----- Given data
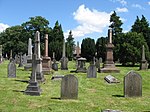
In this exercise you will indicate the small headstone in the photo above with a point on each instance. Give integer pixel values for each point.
(111, 79)
(132, 85)
(69, 87)
(12, 69)
(92, 72)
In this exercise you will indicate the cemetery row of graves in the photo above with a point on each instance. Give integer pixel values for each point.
(78, 85)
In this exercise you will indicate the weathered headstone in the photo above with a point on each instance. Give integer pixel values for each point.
(69, 87)
(132, 85)
(33, 88)
(11, 69)
(28, 66)
(92, 71)
(81, 65)
(64, 59)
(46, 60)
(109, 65)
(111, 79)
(37, 51)
(143, 64)
(20, 61)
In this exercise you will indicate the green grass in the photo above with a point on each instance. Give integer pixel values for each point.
(94, 95)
----------
Output every line of the entries above verbatim, omitting the pictures.

Written response:
In this exercise you will indicate the small headstone in the photo above with a point on each instance. Give integer pixel values for each point.
(111, 79)
(132, 85)
(69, 87)
(12, 69)
(92, 72)
In this exercise you will indicate the cemetery row of graves in the photo above with a point on each instance. Give integer pixel values for each point.
(78, 85)
In this exercise you will indicate the weathered headstone in the photo above with a point on each instance. Give integer pixel values for each point.
(69, 87)
(132, 85)
(33, 88)
(11, 69)
(28, 66)
(92, 71)
(81, 65)
(64, 59)
(46, 60)
(109, 65)
(111, 79)
(37, 51)
(143, 64)
(20, 61)
In this exercise you will indicate the green grass in the photo above with a point on each instance. Give integer pixel values for each point.
(94, 95)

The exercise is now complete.